WHAT IS EXPECTED = Find the line that contains "range in the photo above." and print it and every line after it, exactly, please.

— Start —

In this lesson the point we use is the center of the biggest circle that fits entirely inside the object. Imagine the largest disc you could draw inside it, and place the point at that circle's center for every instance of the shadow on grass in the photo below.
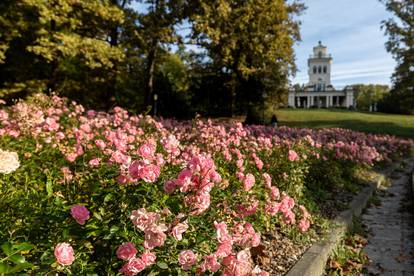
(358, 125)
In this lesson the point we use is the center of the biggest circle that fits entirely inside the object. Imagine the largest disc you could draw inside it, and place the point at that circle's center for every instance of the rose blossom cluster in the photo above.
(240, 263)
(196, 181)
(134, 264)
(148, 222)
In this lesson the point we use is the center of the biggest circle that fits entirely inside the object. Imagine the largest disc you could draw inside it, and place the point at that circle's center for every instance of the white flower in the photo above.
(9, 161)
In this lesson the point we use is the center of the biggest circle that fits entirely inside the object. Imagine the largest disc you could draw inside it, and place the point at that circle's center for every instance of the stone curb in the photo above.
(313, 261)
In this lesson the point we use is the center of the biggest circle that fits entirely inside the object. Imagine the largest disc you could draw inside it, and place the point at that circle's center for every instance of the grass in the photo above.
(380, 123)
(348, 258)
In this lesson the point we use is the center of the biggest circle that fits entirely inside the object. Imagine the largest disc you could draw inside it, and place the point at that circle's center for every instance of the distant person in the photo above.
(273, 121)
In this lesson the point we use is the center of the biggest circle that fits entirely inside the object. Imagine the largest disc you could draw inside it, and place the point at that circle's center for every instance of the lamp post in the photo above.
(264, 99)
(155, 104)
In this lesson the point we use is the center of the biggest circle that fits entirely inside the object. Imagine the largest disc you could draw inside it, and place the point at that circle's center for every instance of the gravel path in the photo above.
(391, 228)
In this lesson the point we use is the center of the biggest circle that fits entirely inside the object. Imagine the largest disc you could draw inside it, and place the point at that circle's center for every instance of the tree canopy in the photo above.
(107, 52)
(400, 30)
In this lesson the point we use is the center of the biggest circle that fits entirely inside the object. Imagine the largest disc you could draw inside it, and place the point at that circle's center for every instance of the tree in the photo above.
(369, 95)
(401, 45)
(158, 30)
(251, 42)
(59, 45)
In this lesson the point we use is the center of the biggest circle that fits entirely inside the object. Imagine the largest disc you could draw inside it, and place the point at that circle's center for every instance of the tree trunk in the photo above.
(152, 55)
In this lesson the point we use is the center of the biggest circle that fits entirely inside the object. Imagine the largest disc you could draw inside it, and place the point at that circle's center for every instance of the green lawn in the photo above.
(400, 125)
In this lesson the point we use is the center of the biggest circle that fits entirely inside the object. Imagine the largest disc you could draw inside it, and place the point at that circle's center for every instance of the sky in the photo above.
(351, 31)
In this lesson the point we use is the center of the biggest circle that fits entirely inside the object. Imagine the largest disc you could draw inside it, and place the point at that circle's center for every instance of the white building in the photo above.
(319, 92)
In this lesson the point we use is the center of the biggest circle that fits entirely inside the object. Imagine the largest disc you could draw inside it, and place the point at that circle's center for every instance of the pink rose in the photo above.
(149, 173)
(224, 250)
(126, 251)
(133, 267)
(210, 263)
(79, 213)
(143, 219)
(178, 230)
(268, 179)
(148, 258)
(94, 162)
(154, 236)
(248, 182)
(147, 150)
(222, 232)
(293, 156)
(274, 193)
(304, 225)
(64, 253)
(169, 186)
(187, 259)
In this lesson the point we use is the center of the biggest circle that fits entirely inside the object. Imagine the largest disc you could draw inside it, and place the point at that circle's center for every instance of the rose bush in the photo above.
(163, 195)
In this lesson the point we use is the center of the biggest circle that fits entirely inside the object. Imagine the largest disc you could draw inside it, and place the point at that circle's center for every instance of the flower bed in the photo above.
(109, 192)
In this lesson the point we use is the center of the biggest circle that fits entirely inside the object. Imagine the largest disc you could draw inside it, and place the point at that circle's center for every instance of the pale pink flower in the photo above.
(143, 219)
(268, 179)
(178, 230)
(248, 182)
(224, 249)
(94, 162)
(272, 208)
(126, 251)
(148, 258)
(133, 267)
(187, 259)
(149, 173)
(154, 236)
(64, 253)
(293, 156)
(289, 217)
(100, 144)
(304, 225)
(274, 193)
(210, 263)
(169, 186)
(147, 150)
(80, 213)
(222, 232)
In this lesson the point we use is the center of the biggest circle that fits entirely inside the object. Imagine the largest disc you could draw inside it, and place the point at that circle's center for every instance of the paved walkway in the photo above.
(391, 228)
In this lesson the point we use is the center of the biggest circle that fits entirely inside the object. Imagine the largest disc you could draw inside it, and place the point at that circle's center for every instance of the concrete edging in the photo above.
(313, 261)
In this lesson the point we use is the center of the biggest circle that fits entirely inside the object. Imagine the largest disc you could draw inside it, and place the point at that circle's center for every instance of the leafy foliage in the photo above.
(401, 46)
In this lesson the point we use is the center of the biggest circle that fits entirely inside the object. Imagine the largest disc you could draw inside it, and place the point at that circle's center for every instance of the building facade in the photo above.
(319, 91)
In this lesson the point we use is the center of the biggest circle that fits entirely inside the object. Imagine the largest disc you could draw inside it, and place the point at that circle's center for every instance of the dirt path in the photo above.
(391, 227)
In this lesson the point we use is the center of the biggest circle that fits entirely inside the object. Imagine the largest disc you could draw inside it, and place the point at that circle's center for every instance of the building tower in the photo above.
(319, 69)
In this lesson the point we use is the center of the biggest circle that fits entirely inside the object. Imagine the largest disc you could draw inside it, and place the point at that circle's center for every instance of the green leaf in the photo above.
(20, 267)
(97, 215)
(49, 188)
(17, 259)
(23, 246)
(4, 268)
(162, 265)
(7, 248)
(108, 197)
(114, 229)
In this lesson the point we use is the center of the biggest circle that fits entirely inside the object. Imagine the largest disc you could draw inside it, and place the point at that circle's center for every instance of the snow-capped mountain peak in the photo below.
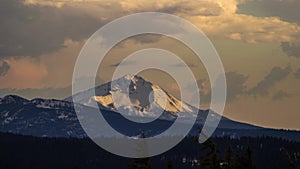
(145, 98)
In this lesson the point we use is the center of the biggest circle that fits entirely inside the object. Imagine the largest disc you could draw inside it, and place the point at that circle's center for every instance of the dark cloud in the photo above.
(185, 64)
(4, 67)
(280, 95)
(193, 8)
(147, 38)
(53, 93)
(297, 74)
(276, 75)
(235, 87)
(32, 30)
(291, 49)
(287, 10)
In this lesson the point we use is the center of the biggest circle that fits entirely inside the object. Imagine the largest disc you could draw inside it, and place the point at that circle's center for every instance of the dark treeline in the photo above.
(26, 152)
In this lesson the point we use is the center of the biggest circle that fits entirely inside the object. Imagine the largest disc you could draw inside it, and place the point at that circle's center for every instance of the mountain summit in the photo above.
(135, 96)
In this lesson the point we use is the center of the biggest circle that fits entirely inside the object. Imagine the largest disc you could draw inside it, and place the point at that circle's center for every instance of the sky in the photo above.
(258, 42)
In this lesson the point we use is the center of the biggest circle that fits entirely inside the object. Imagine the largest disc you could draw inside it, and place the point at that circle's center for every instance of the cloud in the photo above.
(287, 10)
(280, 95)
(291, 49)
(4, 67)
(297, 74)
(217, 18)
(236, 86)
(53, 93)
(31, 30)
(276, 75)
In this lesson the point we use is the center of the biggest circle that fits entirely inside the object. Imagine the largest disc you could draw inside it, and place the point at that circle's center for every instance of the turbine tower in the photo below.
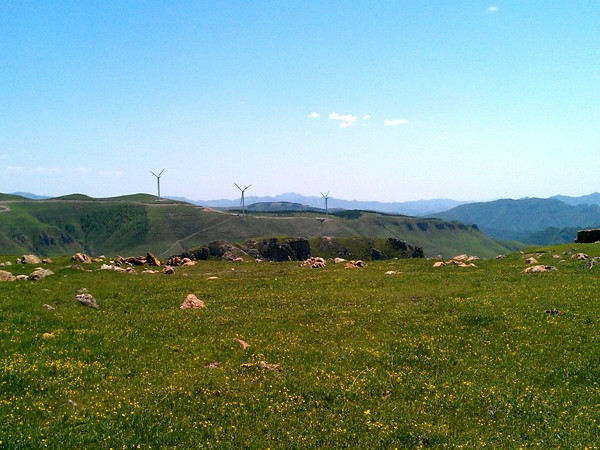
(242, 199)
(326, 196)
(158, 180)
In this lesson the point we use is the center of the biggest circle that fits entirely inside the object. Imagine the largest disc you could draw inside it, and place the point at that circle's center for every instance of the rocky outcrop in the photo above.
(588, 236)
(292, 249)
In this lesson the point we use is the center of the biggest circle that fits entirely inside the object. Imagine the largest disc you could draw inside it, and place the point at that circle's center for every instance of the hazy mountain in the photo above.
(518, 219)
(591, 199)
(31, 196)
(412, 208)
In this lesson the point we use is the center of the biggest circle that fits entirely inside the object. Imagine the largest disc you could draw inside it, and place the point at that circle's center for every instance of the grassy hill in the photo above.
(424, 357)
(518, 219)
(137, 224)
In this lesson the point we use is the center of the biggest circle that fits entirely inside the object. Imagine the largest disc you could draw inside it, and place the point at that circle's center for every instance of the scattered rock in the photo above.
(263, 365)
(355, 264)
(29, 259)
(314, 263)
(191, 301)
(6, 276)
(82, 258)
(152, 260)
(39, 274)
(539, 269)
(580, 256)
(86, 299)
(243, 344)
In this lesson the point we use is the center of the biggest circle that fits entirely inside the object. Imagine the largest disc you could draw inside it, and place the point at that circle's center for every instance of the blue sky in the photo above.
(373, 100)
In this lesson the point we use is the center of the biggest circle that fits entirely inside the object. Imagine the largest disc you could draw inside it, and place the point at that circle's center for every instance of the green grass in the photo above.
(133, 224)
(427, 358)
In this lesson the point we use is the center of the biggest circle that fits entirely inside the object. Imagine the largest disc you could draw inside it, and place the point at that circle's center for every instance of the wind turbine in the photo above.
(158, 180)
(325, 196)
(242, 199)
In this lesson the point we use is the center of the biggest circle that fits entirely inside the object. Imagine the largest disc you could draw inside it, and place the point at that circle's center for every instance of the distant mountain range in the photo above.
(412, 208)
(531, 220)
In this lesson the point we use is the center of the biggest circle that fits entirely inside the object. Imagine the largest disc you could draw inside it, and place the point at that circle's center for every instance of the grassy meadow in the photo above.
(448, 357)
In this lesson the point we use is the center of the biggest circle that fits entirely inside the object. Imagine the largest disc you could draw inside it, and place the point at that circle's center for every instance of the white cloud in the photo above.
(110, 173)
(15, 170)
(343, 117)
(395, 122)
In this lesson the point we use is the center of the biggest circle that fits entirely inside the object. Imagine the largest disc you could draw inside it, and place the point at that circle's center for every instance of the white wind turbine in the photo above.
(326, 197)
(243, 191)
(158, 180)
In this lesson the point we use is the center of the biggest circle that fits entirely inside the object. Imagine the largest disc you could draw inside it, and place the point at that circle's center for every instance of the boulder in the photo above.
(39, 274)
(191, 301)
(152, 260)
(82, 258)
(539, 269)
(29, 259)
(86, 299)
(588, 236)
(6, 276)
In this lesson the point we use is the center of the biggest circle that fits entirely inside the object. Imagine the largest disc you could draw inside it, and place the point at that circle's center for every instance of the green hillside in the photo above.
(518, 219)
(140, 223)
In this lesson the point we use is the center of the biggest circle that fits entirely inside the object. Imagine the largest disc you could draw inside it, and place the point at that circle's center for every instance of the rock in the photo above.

— End —

SOLUTION FOR THIS TASK =
In this lesson the point we use is the center of the biggest circle that fits entirely inside the object. Imagine the largest disc you could draw inside it, and place the point at that circle's center for every instance of the distant mountain range in the photo above.
(412, 208)
(531, 220)
In this lesson the point we use is the center of the biggest circle that fits entirely inside the object. Imagine the largest disc you could draw inside it, and place the point at that circle's center for every instance of the grassy meadow in the photo above.
(448, 357)
In this lesson the point we use is the center of the biggest circle that fits entirely inside the object. Imagine the largest disc you could draw inside it, and place the point at that circle's center for every instance of the white cloud in the photo above.
(110, 173)
(15, 170)
(343, 117)
(395, 122)
In this lesson the point we use is the center of the biggest circle that fits entirely inside the object. Imagine the largest disc you could draw inside it, and place the point at that circle's center for every instance of the white wind turbine in the photo above.
(326, 197)
(243, 191)
(158, 180)
In this lesson the point we use is the center of the biggest circle that fits entirely inside the object. Imagine the largest disc you could draw inside it, and place the point at that circle's center for every instance of the boulder in the photo above.
(39, 274)
(191, 301)
(152, 260)
(82, 258)
(539, 269)
(29, 259)
(86, 299)
(588, 236)
(6, 276)
In this lesson the point we use is the center of the biggest circle that fits entirely inside the object. Imagine the largest disc you could draw inside it, and place the point at that circle's center for every instance of the green hillside in the photo above.
(518, 219)
(140, 223)
In this lesson the point we use is the center of the biggest circle that fits entirely inside the object. Imagine the largest disc you could draw inside it, and place the point at that circle's center for every instance of the rock in the photo above.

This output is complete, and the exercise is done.